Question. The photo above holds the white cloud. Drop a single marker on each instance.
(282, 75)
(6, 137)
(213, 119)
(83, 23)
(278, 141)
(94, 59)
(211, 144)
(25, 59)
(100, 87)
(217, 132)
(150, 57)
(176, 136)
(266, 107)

^^^^^^^^

Aim of the task
Copy every one of the records above word for word.

Response for this exercise
Question. The photo above holds the white cloud. Drop a single marker on each instance.
(282, 75)
(6, 137)
(213, 119)
(83, 23)
(278, 141)
(94, 59)
(211, 144)
(25, 59)
(100, 87)
(217, 132)
(150, 57)
(176, 136)
(266, 107)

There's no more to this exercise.